►
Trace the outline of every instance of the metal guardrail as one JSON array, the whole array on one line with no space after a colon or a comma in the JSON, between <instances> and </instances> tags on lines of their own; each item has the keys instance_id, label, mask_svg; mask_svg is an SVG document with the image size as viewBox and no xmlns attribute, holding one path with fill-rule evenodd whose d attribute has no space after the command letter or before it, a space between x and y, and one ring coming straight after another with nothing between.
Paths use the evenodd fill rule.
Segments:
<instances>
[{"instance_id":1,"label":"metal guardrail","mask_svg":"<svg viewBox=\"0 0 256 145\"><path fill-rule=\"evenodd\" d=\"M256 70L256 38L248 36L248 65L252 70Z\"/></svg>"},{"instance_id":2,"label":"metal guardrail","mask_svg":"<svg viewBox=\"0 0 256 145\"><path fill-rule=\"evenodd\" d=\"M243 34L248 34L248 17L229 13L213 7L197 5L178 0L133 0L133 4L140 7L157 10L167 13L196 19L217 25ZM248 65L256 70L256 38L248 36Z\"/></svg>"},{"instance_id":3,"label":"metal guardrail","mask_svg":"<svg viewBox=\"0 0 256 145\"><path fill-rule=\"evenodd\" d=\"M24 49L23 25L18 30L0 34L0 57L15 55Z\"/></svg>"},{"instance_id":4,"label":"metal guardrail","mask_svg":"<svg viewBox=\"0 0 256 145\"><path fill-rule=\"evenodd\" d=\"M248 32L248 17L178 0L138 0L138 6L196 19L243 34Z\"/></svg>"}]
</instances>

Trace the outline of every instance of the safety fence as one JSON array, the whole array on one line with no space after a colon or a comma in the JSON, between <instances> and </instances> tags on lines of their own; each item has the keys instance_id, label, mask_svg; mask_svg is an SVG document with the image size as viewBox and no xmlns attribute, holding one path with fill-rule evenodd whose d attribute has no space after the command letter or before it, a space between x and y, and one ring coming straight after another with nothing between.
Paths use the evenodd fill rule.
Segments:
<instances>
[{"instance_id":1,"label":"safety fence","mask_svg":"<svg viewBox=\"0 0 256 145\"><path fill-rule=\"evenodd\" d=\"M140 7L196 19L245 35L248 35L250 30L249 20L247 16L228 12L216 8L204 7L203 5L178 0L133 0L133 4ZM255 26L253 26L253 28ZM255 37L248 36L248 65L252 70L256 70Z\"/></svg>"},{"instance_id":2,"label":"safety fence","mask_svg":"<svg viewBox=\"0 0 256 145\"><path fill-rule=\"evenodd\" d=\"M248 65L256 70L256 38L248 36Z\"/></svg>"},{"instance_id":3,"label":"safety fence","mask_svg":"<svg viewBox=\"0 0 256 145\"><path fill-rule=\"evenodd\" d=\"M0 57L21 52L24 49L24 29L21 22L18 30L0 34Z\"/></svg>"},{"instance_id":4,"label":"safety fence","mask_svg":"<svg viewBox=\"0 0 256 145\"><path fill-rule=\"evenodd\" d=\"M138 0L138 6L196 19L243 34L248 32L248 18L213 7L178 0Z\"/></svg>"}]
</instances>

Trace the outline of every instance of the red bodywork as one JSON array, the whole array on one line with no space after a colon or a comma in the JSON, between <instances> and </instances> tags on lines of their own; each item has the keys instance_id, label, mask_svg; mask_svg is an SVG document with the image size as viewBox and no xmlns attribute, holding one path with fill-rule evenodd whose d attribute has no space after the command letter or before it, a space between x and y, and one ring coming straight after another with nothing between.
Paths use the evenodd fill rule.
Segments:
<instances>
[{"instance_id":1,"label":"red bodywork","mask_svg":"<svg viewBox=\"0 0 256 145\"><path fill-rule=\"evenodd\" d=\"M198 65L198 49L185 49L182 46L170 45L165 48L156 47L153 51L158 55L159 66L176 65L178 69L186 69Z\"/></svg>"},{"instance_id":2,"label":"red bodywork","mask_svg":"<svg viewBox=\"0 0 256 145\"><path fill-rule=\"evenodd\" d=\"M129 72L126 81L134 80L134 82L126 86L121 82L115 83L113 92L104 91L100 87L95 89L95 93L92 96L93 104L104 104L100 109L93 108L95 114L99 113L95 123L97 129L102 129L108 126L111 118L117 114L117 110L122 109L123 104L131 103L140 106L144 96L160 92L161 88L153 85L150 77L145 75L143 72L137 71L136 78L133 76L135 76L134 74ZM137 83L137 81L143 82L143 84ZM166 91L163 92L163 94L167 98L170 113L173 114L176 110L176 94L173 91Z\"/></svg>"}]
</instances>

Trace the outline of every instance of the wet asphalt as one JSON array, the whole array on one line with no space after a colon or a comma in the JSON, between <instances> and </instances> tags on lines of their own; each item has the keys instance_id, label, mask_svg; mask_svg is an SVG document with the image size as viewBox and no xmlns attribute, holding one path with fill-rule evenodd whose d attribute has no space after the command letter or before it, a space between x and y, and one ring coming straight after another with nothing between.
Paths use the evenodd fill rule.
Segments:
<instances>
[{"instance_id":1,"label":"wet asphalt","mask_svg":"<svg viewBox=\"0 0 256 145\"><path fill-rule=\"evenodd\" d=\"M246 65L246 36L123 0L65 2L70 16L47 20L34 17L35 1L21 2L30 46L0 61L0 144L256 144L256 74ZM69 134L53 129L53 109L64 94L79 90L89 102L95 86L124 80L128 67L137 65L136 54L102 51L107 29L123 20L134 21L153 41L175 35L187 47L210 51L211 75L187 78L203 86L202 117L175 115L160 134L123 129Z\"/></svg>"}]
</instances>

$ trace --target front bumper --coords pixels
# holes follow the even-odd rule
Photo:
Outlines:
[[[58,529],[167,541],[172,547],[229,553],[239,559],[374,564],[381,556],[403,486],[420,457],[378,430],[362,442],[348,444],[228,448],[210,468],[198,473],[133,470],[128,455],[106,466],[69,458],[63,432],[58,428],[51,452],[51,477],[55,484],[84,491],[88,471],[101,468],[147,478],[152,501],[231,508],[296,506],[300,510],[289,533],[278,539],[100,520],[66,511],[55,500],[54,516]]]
◄
**STATED EXERCISE**
From the records above, extract each line exactly as shown.

**EXERCISE ANSWER**
Trace the outline of every instance of the metal guardrail as one JSON array, the whole array on one line with no space after a colon or a comma in the JSON, between <instances> and </instances> tags on lines of their own; each item has the keys instance_id, label, mask_svg; mask_svg is an SVG document with the image size as viewBox and no xmlns attribute, holding one path with fill-rule evenodd whose d attribute has no space after the command letter or before it, a space between x and y, and one ring coming straight after another with nothing between.
Paths use the evenodd fill rule.
Segments:
<instances>
[{"instance_id":1,"label":"metal guardrail","mask_svg":"<svg viewBox=\"0 0 256 145\"><path fill-rule=\"evenodd\" d=\"M256 70L256 38L248 36L248 65L252 70Z\"/></svg>"},{"instance_id":2,"label":"metal guardrail","mask_svg":"<svg viewBox=\"0 0 256 145\"><path fill-rule=\"evenodd\" d=\"M243 34L248 34L248 17L229 13L213 7L197 5L178 0L133 0L133 4L140 7L157 10L167 13L196 19L217 25ZM248 65L256 70L256 38L248 36Z\"/></svg>"},{"instance_id":3,"label":"metal guardrail","mask_svg":"<svg viewBox=\"0 0 256 145\"><path fill-rule=\"evenodd\" d=\"M24 49L23 25L18 30L0 34L0 57L15 55Z\"/></svg>"},{"instance_id":4,"label":"metal guardrail","mask_svg":"<svg viewBox=\"0 0 256 145\"><path fill-rule=\"evenodd\" d=\"M248 32L248 17L178 0L138 0L138 6L196 19L243 34Z\"/></svg>"}]
</instances>

Trace the outline of every instance of the safety fence as one JSON array, the whole array on one line with no space after a colon or a comma in the JSON, between <instances> and </instances> tags on lines of their own; each item has the keys instance_id, label, mask_svg; mask_svg is an SVG document with the image size as viewBox and no xmlns attribute, holding one path with fill-rule evenodd whose d attribute has no space after the command letter or before it, a space between x and y, and one ring coming straight after another with nothing between.
Paths use the evenodd fill rule.
Segments:
<instances>
[{"instance_id":1,"label":"safety fence","mask_svg":"<svg viewBox=\"0 0 256 145\"><path fill-rule=\"evenodd\" d=\"M140 7L196 19L245 35L248 35L250 30L249 20L247 16L228 12L216 8L204 7L203 5L178 0L133 0L133 4ZM255 26L253 26L253 28ZM255 37L248 36L248 65L252 70L256 70Z\"/></svg>"},{"instance_id":2,"label":"safety fence","mask_svg":"<svg viewBox=\"0 0 256 145\"><path fill-rule=\"evenodd\" d=\"M248 65L256 70L256 38L248 36Z\"/></svg>"},{"instance_id":3,"label":"safety fence","mask_svg":"<svg viewBox=\"0 0 256 145\"><path fill-rule=\"evenodd\" d=\"M0 57L21 52L24 49L24 29L21 22L18 30L0 34Z\"/></svg>"},{"instance_id":4,"label":"safety fence","mask_svg":"<svg viewBox=\"0 0 256 145\"><path fill-rule=\"evenodd\" d=\"M138 0L138 6L196 19L243 34L248 32L248 18L213 7L178 0Z\"/></svg>"}]
</instances>

Trace the outline of every instance of the red bodywork as one JSON array, the whole array on one line with no space after a colon or a comma in the JSON, between <instances> and </instances> tags on lines of their own; each item has the keys instance_id, label, mask_svg; mask_svg is an SVG document with the image size as viewBox and no xmlns attribute, holding one path with fill-rule evenodd whose d attribute has no space after the command letter or before it, a space between x and y, and one ring coming straight after another with nothing between.
Paths use the evenodd fill rule.
Segments:
<instances>
[{"instance_id":1,"label":"red bodywork","mask_svg":"<svg viewBox=\"0 0 256 145\"><path fill-rule=\"evenodd\" d=\"M198 65L198 49L185 49L182 46L170 45L165 48L156 47L153 51L158 55L159 66L176 65L178 69L186 69Z\"/></svg>"},{"instance_id":2,"label":"red bodywork","mask_svg":"<svg viewBox=\"0 0 256 145\"><path fill-rule=\"evenodd\" d=\"M129 72L126 81L134 80L134 82L126 86L121 82L115 83L113 92L104 91L100 87L95 89L95 93L92 96L93 104L104 104L100 109L93 108L95 114L99 113L95 123L97 129L102 129L108 126L111 118L117 114L117 110L122 109L123 104L131 103L140 106L144 96L160 92L161 88L153 85L150 77L145 75L143 72L137 71L136 78L133 76L135 76L134 74ZM137 83L137 81L143 82L143 84ZM166 91L163 92L163 94L167 98L170 113L173 114L176 110L176 94L173 91Z\"/></svg>"}]
</instances>

Trace the outline of every instance of the wet asphalt as one JSON array, the whole array on one line with no space after a colon or a comma in the JSON, between <instances> and </instances> tags on lines of their own; each item has the keys instance_id, label, mask_svg; mask_svg is an SVG document with the image size as viewBox and no xmlns attribute, holding one path with fill-rule evenodd whose d attribute has no space after the command letter or before it, a space between x and y, and one ring coming straight after another with nothing between.
Paths use the evenodd fill rule.
Segments:
<instances>
[{"instance_id":1,"label":"wet asphalt","mask_svg":"<svg viewBox=\"0 0 256 145\"><path fill-rule=\"evenodd\" d=\"M246 65L246 36L123 0L65 2L70 16L47 20L34 17L35 1L21 2L30 46L0 61L0 144L256 144L256 74ZM69 134L53 129L53 109L64 94L79 90L89 102L95 86L124 80L128 67L137 65L136 54L102 51L107 29L123 20L134 21L153 41L175 35L187 47L210 51L211 75L187 78L203 86L202 117L175 115L160 134L123 129Z\"/></svg>"}]
</instances>

$ trace --target front bumper --coords pixels
# holes follow the even-odd rule
Photo:
Outlines:
[[[58,529],[167,541],[172,547],[229,553],[239,559],[374,564],[381,556],[403,486],[420,457],[378,430],[362,442],[348,444],[228,448],[210,468],[198,473],[133,470],[128,455],[106,466],[69,458],[63,432],[58,428],[51,452],[51,477],[55,484],[84,491],[88,471],[101,468],[147,478],[152,501],[231,508],[296,506],[300,510],[289,533],[278,539],[100,520],[66,511],[55,500],[54,516]]]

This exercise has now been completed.